### Work to be completed
Copy out the part of the entries that begins with the line containing "Bet you can't find the river" and continues through the end of the entries, reproducing it word for word.

[Object detection data]
►

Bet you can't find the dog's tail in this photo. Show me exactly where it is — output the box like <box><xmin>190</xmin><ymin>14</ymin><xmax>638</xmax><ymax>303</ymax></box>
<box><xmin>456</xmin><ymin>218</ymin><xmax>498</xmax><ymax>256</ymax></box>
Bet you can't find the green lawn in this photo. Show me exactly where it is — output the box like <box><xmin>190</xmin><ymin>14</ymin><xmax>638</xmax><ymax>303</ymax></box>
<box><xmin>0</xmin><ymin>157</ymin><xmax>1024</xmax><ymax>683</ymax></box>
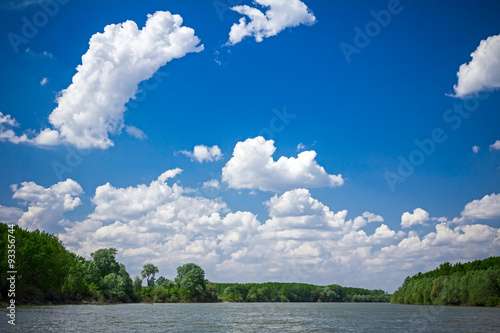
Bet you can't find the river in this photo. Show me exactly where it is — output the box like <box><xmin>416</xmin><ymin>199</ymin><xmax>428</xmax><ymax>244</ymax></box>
<box><xmin>0</xmin><ymin>303</ymin><xmax>500</xmax><ymax>333</ymax></box>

◄

### Reply to the exercise
Bet you can't find the river in this photo. Show me exactly where it is — output the box like <box><xmin>416</xmin><ymin>199</ymin><xmax>428</xmax><ymax>244</ymax></box>
<box><xmin>0</xmin><ymin>303</ymin><xmax>500</xmax><ymax>333</ymax></box>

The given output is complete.